## AUFGABEN
a) Übertragen Sie den Satz „In der Lüderitzbucht sollte der größte Hafen Namibias entstehen.“ aus dem Textauszug über Lüderitz ins Englische.
b) Schreiben Sie aus dem Textauszug über Lüderitz den Abschnitt ab, der mit „Altmark sucht Namibia“ beginnt und mit „Kasten geworfen hatte.“ endet.

## TEXTAUSZUG

☆ ☆ ☆ ☆ ☆ ☆ ☆

Altmark sucht Namibia

Nun erfasste einen Altmärker der Reiz der bis dahin ungeahnten Möglichkeiten. Er hatte auf dem Globus das andere Lüderitz entdeckt und wollte mehr darüber wissen. Mutig schrieb er im Frühjahr 1990 einen Brief in radebrechendem Englisch, an die »Stadtverwaltung« adressiert, mit der Bitte, ihm Informationen zu senden. Er legte ein paar Fotos aus dem altmärkischen Lüderitz bei, klebte eine 20-Pfennig-Briefmarke (DDR-Inlandsporto) drauf und vergaß das Schreiben bald, nachdem er es in den Kasten geworfen hatte.
Monate später, Deutschland war inzwischen seine wiedervereinigt, dann die große Überraschung. Ein großer Umschlag mit exotischen Briefmarken steckte im Kasten. »Es ist sehr interessant, kennenzulernen, dass es noch ein weiteres Lüderitz auf der Welt gibt«, schrieb Marion Swoboda aus Lüderitz in Namibia. Beigelegt ein Tourismusprospekt, ein paar Polaroidfotos und ein Geschichtsüberblick. Damals keimte in dem damals jungen Mann aus Tangerhütte der Wunsch, diesen Ort persönlich kennenzulernen. Doch es sollten noch fast 27 Jahre vergehen, bis dieser Traum in Erfüllung ging.
Die weitere Korrespondenz verlief ebenso im Sande wie der Versuch, einen offiziellen Kontakt zwischen den Gemeinden herzustellen. Jede hatte ihre eigenen Probleme, die sich auf erstaunliche Weise gleichen. Nach der Unabhängigkeit bzw. der politischen Wende brach in Namibia ebenso wie in Ostdeutschland die Wirtschaft ein. Die Arbeitslosenzahlen schossen in die Höhe. Viele Menschen verließen das Land. Vom einstigen Glanz war nicht viel geblieben.

Tradition und Fortschritt

Ein Großprojekt versprach in den 1990er Jahren Hoffnung. In der Lüderitzbucht sollte der größte Hafen Namibias entstehen. Im deutschen Lüderitz träumte man damals von einem Großflughafen vor der eigenen Tür. Aus beiden Plänen wurde nichts. Die Lüderitzer mussten sich notgedrungen auf ihre eigenen Stärken verlassen. Die herrliche Landschaft und die Geschichte zählen dazu.

☆ ☆ ☆ ☆ ☆ ☆ ☆

## DATENZEILEN
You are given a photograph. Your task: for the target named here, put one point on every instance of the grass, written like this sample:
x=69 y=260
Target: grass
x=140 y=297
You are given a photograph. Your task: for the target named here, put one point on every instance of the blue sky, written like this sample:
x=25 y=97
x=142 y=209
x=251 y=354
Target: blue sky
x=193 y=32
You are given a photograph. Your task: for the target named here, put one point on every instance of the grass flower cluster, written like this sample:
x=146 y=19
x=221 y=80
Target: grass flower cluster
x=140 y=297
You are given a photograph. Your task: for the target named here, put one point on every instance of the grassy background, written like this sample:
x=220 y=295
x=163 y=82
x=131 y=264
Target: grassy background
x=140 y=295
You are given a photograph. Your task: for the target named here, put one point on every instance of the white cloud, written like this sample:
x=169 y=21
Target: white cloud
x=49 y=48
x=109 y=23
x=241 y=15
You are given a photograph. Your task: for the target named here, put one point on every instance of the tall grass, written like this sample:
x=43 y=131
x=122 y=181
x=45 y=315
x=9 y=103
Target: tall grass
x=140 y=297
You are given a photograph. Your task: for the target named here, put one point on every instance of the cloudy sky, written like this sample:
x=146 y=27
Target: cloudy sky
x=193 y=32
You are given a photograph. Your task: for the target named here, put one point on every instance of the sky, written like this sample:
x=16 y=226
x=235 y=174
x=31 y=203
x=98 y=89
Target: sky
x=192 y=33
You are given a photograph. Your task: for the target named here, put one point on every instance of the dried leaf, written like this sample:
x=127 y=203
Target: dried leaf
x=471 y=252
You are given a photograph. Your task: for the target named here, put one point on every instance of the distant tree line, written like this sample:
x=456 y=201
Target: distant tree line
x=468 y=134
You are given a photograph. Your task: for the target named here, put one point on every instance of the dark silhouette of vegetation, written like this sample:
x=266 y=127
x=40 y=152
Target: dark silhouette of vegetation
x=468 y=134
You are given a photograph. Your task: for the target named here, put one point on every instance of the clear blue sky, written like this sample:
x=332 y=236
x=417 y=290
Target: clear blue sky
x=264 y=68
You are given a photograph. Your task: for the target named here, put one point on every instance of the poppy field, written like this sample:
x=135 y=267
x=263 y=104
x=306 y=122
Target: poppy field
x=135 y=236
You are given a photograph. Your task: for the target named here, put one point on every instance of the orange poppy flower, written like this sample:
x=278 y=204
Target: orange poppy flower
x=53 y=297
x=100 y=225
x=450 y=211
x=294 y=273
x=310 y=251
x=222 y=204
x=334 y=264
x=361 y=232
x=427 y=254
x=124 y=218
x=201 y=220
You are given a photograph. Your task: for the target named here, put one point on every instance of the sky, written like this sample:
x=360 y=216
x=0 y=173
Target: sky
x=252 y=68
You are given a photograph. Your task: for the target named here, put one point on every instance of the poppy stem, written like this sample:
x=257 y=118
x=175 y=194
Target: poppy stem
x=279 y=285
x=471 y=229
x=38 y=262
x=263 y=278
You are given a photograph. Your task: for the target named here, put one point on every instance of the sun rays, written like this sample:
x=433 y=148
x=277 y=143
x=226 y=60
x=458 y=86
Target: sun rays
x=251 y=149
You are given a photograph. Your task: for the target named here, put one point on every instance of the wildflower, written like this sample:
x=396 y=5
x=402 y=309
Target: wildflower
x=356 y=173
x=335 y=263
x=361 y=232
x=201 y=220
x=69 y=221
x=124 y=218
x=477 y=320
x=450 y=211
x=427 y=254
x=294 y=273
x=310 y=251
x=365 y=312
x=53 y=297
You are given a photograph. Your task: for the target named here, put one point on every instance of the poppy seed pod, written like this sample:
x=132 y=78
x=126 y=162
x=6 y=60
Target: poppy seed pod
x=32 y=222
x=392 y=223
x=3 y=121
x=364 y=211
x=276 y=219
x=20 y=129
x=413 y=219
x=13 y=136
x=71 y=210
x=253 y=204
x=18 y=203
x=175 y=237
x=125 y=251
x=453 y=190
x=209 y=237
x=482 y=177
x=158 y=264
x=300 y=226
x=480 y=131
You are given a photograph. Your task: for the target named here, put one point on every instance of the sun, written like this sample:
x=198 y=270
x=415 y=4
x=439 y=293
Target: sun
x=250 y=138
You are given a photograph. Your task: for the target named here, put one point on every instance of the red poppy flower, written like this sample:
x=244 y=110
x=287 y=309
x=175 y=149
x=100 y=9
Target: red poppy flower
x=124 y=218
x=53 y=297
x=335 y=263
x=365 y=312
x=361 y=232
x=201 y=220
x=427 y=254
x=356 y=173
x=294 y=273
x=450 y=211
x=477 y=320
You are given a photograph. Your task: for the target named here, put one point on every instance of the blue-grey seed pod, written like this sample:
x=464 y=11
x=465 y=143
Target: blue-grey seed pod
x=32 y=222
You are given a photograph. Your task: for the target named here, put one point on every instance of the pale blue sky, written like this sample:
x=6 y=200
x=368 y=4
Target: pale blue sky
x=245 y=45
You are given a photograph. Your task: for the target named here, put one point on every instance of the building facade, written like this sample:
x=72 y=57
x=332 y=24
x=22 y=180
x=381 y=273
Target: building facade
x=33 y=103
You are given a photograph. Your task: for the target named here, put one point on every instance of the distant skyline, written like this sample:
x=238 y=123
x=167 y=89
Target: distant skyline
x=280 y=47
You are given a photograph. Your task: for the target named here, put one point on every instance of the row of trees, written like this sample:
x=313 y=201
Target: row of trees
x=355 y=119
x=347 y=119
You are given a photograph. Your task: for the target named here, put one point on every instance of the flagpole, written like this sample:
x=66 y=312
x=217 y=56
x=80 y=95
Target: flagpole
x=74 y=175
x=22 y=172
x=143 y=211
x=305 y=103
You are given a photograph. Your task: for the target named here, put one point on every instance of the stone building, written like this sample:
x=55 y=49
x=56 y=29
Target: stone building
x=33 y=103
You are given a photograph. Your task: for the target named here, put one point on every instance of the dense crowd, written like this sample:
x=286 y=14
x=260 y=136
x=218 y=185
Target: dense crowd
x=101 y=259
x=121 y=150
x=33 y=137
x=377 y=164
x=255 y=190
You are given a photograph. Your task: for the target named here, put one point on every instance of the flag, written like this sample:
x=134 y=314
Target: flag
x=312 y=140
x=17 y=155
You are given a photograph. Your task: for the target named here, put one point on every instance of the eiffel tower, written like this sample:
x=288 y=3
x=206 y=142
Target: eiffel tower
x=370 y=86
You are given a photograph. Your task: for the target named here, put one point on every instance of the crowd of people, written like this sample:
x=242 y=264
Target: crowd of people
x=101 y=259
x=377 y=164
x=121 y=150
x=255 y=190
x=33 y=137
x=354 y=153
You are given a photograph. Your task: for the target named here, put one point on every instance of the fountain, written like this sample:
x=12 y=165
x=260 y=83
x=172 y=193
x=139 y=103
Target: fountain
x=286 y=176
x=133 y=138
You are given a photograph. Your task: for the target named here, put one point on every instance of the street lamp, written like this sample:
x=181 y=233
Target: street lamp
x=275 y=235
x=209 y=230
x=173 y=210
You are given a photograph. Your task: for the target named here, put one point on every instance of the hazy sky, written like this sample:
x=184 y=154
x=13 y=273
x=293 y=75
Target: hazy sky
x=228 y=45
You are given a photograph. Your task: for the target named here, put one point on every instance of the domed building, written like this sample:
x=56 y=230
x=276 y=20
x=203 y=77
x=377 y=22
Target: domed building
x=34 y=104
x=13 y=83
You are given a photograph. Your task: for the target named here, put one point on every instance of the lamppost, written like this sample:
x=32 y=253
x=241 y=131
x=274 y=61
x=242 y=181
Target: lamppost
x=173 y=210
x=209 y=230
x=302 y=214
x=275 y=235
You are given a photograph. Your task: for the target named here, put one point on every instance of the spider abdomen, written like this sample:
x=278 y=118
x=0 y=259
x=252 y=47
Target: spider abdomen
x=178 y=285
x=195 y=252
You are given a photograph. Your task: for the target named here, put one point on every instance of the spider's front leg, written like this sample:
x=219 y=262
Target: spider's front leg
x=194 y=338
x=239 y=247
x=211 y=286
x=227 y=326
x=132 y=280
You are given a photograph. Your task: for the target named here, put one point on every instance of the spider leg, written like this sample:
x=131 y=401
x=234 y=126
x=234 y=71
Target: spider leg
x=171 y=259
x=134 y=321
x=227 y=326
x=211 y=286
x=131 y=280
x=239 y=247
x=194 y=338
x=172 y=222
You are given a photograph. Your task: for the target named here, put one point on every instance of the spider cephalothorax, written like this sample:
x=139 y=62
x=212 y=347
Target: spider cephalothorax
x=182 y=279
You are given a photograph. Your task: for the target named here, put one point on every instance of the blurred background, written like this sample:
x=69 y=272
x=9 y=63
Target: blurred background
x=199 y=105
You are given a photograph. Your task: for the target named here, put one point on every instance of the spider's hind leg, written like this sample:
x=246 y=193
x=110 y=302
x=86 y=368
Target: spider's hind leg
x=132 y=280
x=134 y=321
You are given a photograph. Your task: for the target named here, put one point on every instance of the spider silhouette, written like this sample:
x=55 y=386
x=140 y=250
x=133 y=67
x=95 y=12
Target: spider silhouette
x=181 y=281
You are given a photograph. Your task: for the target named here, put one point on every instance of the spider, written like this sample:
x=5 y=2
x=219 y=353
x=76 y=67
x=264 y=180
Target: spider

☆ ☆ ☆ ☆ ☆ ☆ ☆

## ANTWORTEN PRO AUFGABE
a) The largest port in Namibia was to be built in Lüderitz Bay.

b)
Altmark sucht Namibia

Nun erfasste einen Altmärker der Reiz der bis dahin ungeahnten Möglichkeiten. Er hatte auf dem Globus das andere Lüderitz entdeckt und wollte mehr darüber wissen. Mutig schrieb er im Frühjahr 1990 einen Brief in radebrechendem Englisch, an die »Stadtverwaltung« adressiert, mit der Bitte, ihm Informationen zu senden. Er legte ein paar Fotos aus dem altmärkischen Lüderitz bei, klebte eine 20-Pfennig-Briefmarke (DDR-Inlandsporto) drauf und vergaß das Schreiben bald, nachdem er es in den Kasten geworfen hatte.